→ Problem details: Take each line in the entries below that holds "calm" and show it.

[[ Information supplied, beginning ]]

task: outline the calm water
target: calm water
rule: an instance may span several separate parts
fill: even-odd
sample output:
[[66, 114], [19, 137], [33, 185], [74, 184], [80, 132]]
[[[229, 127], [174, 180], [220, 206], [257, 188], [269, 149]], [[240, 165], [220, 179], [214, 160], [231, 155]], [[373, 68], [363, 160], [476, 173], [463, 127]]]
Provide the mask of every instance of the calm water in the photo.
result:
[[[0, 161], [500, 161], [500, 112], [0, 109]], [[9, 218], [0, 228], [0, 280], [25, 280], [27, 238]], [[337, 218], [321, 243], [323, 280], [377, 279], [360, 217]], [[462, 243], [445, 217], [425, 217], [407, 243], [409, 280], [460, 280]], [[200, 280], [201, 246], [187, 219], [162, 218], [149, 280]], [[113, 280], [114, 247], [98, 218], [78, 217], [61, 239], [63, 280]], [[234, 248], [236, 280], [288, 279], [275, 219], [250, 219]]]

[[ Information supplied, end ]]

→ Response area:
task: outline the calm water
target: calm water
Provide the mask of every instance of the calm water in the photo.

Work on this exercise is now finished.